**Task goal:**
Locate each line in the listing below that contains the word "vegetation" and copy those lines. Treat the match as case-sensitive.

>> START Data provided

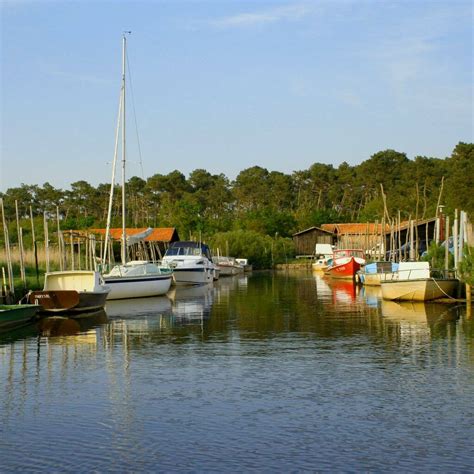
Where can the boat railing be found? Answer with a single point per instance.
(417, 274)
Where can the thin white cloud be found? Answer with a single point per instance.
(264, 17)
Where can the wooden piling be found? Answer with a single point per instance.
(46, 240)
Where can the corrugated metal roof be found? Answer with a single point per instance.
(159, 234)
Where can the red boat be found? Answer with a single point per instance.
(346, 263)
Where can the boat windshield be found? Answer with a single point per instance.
(349, 253)
(183, 251)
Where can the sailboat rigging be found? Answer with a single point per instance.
(139, 278)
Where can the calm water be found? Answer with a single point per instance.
(270, 372)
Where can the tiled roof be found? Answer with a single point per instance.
(312, 228)
(348, 228)
(159, 234)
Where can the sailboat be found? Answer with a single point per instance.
(138, 278)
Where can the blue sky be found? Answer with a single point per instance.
(225, 85)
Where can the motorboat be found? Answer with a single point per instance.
(191, 263)
(434, 286)
(345, 263)
(323, 257)
(71, 291)
(244, 263)
(138, 279)
(374, 273)
(228, 265)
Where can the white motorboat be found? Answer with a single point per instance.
(73, 291)
(418, 283)
(138, 279)
(191, 263)
(228, 265)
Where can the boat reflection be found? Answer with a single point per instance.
(432, 319)
(372, 295)
(132, 308)
(191, 303)
(59, 326)
(343, 291)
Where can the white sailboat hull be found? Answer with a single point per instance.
(138, 287)
(423, 289)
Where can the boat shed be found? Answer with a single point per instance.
(158, 240)
(306, 240)
(365, 236)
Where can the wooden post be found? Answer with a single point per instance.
(446, 248)
(22, 252)
(456, 243)
(20, 248)
(79, 252)
(399, 238)
(32, 228)
(60, 250)
(46, 240)
(72, 250)
(8, 255)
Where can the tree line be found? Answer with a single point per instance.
(266, 202)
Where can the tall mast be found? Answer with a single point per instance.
(124, 232)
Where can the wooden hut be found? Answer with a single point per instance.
(366, 236)
(306, 240)
(154, 244)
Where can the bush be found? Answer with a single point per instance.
(262, 251)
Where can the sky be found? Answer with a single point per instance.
(225, 85)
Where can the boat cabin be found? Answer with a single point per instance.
(188, 248)
(349, 253)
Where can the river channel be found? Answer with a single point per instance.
(264, 372)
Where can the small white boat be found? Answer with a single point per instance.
(191, 263)
(415, 281)
(244, 263)
(138, 279)
(323, 253)
(73, 291)
(154, 305)
(419, 289)
(228, 265)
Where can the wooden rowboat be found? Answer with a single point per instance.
(17, 315)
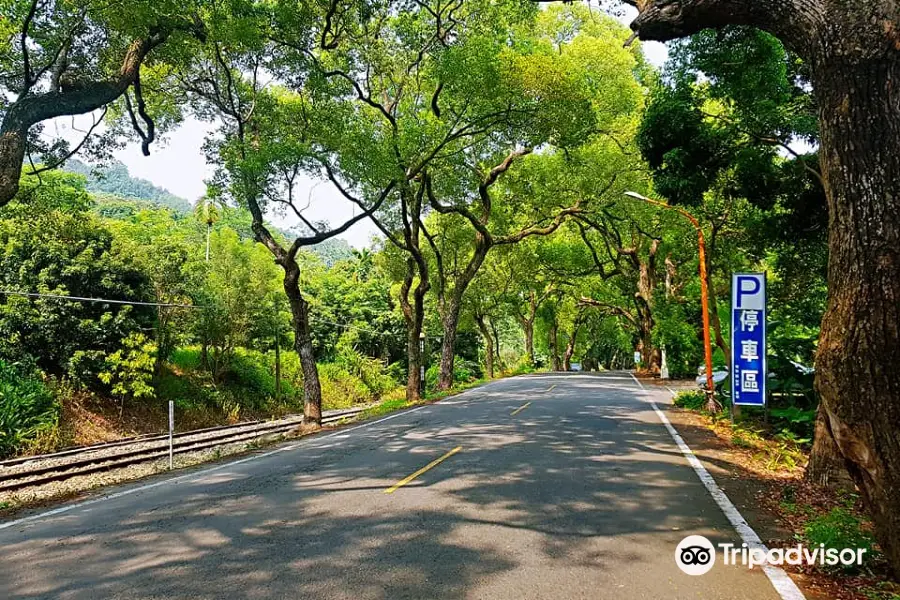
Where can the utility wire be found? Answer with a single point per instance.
(135, 303)
(101, 300)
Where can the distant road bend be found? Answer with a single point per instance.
(549, 486)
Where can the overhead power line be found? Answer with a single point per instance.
(100, 300)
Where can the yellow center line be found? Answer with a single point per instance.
(430, 465)
(520, 409)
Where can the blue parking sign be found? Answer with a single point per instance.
(748, 339)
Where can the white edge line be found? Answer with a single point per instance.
(636, 380)
(780, 580)
(197, 474)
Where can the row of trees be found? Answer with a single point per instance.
(469, 131)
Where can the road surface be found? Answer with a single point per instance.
(560, 486)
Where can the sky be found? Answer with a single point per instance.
(177, 163)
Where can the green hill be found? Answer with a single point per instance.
(115, 180)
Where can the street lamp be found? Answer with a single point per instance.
(704, 289)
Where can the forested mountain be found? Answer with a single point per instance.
(115, 180)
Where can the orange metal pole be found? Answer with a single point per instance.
(704, 299)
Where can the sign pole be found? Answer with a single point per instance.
(748, 341)
(171, 430)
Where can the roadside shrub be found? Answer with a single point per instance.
(690, 399)
(27, 408)
(839, 529)
(370, 371)
(129, 370)
(341, 389)
(799, 421)
(186, 358)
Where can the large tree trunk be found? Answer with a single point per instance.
(488, 346)
(826, 465)
(554, 345)
(570, 346)
(853, 51)
(528, 330)
(12, 154)
(449, 323)
(414, 316)
(498, 359)
(312, 389)
(857, 375)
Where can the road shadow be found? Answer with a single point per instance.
(584, 479)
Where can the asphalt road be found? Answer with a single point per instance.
(580, 494)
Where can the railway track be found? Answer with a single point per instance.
(98, 458)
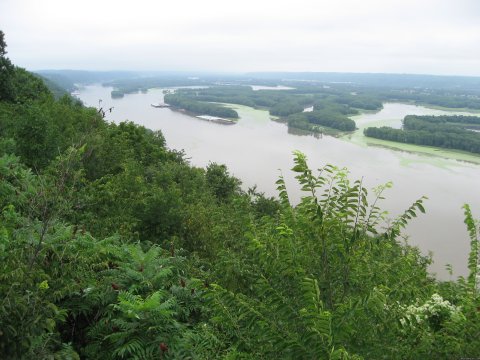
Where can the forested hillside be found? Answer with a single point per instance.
(112, 246)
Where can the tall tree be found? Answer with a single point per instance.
(6, 72)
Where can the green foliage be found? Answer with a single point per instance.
(114, 247)
(451, 132)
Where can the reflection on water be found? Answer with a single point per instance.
(256, 149)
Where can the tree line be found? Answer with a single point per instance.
(449, 132)
(113, 246)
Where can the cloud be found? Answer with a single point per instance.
(434, 36)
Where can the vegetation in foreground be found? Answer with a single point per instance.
(113, 247)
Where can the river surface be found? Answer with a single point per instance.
(257, 150)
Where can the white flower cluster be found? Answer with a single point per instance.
(435, 307)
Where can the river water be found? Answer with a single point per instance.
(257, 150)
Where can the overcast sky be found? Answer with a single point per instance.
(406, 36)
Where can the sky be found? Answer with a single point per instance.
(380, 36)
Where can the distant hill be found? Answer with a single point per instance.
(377, 79)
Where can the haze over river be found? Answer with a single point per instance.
(256, 148)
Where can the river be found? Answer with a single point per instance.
(257, 150)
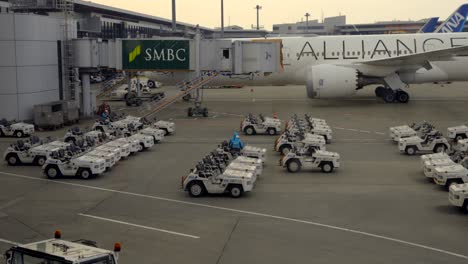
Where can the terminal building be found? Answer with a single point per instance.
(338, 26)
(37, 50)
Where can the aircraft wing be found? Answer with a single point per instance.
(419, 59)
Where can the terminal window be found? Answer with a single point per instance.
(226, 53)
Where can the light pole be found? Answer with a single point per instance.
(174, 20)
(258, 16)
(222, 18)
(307, 22)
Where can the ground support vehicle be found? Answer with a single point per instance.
(110, 157)
(60, 164)
(132, 99)
(326, 161)
(428, 157)
(202, 181)
(104, 127)
(430, 165)
(145, 142)
(254, 152)
(157, 134)
(58, 251)
(250, 161)
(244, 167)
(433, 142)
(120, 150)
(285, 143)
(457, 133)
(403, 132)
(168, 127)
(73, 135)
(461, 145)
(134, 144)
(21, 153)
(253, 126)
(458, 196)
(19, 130)
(413, 130)
(452, 174)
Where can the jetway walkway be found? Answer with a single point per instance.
(205, 58)
(185, 89)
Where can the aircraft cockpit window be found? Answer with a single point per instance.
(226, 53)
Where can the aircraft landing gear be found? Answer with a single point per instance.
(391, 96)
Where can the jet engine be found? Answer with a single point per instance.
(331, 81)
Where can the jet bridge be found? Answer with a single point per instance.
(199, 57)
(229, 56)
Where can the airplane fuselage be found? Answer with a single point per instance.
(299, 53)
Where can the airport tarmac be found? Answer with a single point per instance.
(377, 208)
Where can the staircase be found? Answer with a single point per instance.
(71, 75)
(185, 89)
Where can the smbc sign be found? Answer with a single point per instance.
(155, 54)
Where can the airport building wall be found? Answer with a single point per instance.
(29, 64)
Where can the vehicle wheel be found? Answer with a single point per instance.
(459, 137)
(389, 96)
(19, 134)
(379, 91)
(12, 160)
(402, 97)
(151, 84)
(236, 191)
(411, 151)
(52, 172)
(327, 167)
(187, 97)
(285, 150)
(249, 131)
(293, 166)
(440, 148)
(196, 189)
(85, 174)
(40, 161)
(449, 183)
(271, 131)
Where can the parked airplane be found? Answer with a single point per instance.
(430, 25)
(339, 66)
(456, 22)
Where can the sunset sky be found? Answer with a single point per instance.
(242, 12)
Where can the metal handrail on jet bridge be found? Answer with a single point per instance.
(186, 89)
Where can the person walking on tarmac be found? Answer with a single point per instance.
(236, 144)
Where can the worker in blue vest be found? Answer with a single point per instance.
(236, 144)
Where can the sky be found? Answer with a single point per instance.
(242, 12)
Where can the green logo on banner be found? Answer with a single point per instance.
(156, 54)
(134, 53)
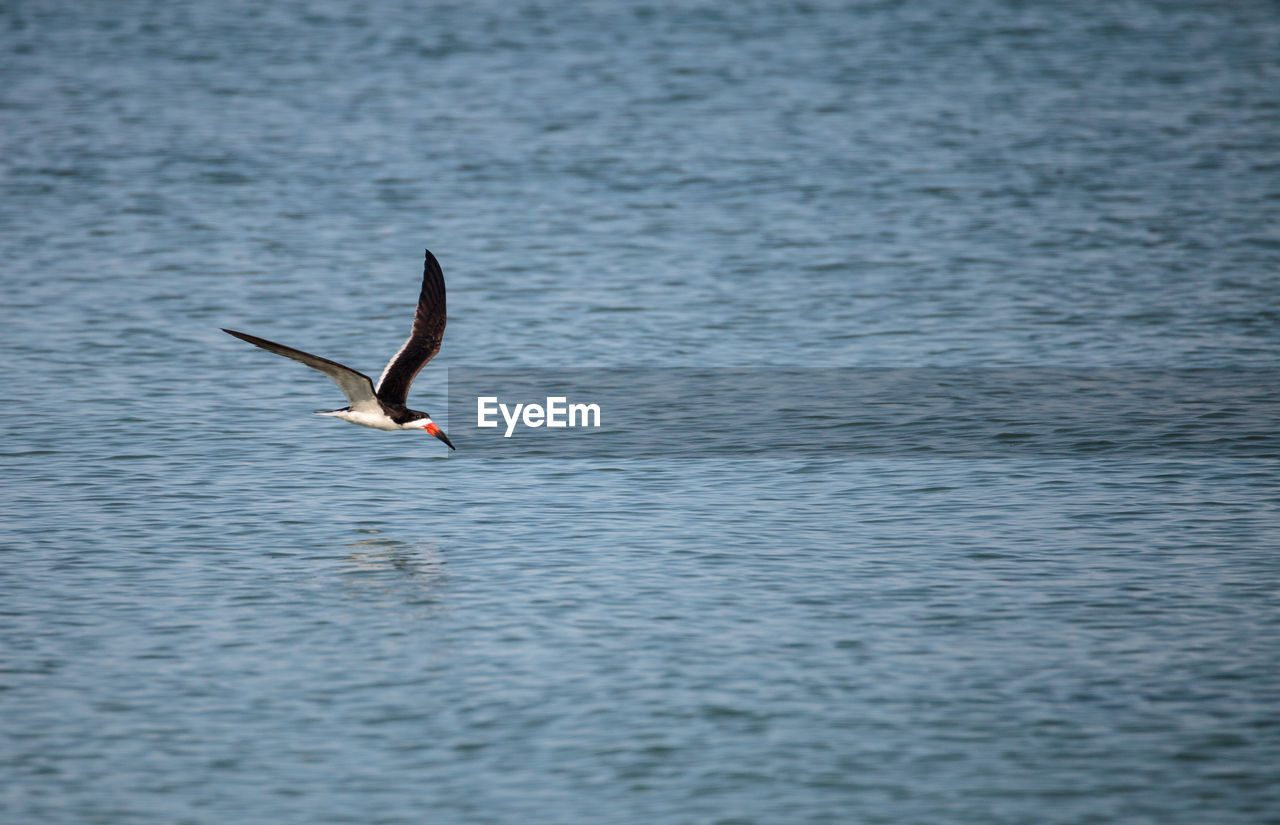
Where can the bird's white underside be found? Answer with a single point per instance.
(378, 421)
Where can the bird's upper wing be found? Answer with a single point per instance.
(355, 385)
(424, 340)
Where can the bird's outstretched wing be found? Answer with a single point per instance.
(355, 385)
(424, 340)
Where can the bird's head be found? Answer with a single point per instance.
(430, 426)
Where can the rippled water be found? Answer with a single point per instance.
(218, 608)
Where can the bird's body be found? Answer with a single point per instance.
(383, 408)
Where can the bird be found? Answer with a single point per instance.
(384, 407)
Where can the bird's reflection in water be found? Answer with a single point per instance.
(392, 568)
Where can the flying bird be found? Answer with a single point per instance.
(383, 408)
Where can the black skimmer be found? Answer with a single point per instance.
(383, 408)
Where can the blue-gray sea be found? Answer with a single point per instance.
(216, 608)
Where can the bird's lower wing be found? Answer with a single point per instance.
(355, 385)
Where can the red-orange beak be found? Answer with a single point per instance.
(438, 432)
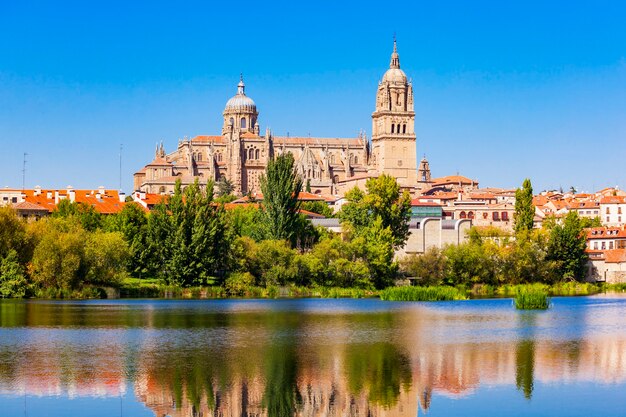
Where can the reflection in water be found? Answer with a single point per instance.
(308, 357)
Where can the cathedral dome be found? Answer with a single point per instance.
(240, 101)
(395, 75)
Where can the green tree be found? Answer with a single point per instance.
(106, 257)
(524, 208)
(132, 223)
(199, 241)
(12, 276)
(383, 200)
(224, 187)
(14, 236)
(429, 268)
(59, 260)
(566, 247)
(281, 186)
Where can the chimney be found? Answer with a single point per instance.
(71, 194)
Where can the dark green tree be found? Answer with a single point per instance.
(383, 200)
(566, 247)
(524, 208)
(281, 186)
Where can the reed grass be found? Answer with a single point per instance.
(432, 293)
(532, 297)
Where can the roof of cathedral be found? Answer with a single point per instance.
(394, 74)
(291, 140)
(206, 138)
(240, 100)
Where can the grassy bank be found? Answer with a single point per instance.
(532, 297)
(438, 293)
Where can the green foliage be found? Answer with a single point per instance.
(238, 283)
(14, 236)
(430, 293)
(531, 297)
(106, 255)
(318, 207)
(12, 276)
(59, 257)
(224, 187)
(281, 186)
(384, 202)
(428, 268)
(566, 247)
(524, 208)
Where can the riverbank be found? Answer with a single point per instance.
(154, 288)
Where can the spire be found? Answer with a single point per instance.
(395, 58)
(241, 86)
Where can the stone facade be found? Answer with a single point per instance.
(329, 165)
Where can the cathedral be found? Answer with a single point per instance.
(329, 166)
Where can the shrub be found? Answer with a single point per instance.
(532, 297)
(238, 283)
(439, 293)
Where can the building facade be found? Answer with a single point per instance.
(328, 165)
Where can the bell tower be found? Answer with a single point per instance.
(393, 125)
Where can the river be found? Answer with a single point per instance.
(312, 357)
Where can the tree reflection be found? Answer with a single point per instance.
(380, 369)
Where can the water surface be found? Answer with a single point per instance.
(312, 358)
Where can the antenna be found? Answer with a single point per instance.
(24, 171)
(121, 148)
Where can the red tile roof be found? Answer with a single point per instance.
(615, 256)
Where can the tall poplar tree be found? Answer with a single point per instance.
(280, 186)
(524, 209)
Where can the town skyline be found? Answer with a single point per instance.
(495, 110)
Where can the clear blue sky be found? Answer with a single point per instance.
(503, 89)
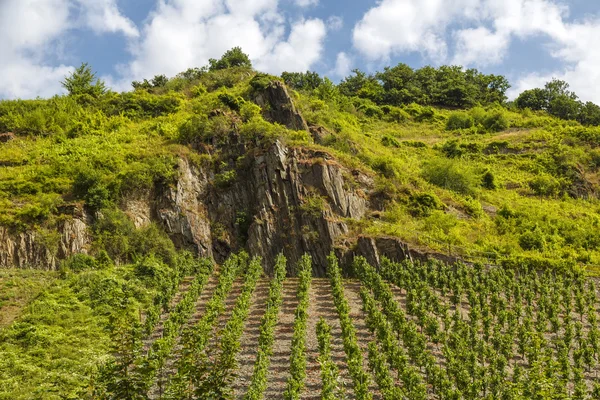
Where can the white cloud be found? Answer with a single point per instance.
(32, 30)
(335, 23)
(185, 33)
(306, 3)
(299, 52)
(480, 46)
(343, 65)
(479, 32)
(103, 16)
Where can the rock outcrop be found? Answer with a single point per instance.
(277, 106)
(38, 249)
(281, 201)
(7, 137)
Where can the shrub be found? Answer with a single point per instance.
(488, 180)
(79, 262)
(495, 121)
(384, 165)
(423, 204)
(232, 58)
(395, 114)
(459, 120)
(225, 179)
(83, 81)
(235, 103)
(472, 207)
(390, 141)
(532, 240)
(449, 175)
(545, 185)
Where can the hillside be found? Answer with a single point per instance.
(144, 238)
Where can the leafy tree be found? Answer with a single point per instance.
(589, 114)
(398, 84)
(302, 80)
(232, 58)
(83, 81)
(534, 99)
(362, 85)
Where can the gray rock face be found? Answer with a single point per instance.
(264, 209)
(278, 107)
(32, 250)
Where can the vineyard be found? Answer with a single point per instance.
(405, 331)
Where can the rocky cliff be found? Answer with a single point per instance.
(269, 199)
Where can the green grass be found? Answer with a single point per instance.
(17, 288)
(545, 170)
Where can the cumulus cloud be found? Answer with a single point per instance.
(343, 65)
(186, 33)
(31, 32)
(103, 16)
(306, 3)
(335, 23)
(479, 32)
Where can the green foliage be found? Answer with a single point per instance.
(495, 121)
(449, 175)
(225, 179)
(83, 82)
(302, 80)
(258, 384)
(423, 204)
(232, 58)
(545, 185)
(488, 180)
(459, 120)
(141, 104)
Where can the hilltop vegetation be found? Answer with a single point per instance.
(453, 167)
(457, 167)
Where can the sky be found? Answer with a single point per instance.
(528, 41)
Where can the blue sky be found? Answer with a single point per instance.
(529, 41)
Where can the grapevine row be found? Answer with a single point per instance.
(195, 339)
(220, 373)
(295, 383)
(333, 388)
(360, 378)
(258, 383)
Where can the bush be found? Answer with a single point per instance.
(532, 240)
(225, 179)
(232, 58)
(545, 185)
(385, 166)
(423, 204)
(472, 207)
(488, 180)
(459, 120)
(79, 262)
(141, 104)
(390, 141)
(449, 175)
(495, 121)
(395, 114)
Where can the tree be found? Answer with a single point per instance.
(534, 99)
(302, 80)
(83, 81)
(232, 58)
(589, 114)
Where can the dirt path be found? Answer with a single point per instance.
(169, 369)
(158, 329)
(312, 390)
(249, 341)
(363, 334)
(279, 369)
(321, 305)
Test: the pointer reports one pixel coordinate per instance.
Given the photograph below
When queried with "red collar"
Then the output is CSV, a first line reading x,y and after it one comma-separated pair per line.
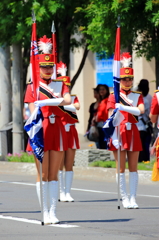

>> END Data provided

**Problem solution:**
Where can the vegetation in foreground be found? Answer with a single point per instance.
Where can the hilltop vegetation be found? Answer with a single point per instance.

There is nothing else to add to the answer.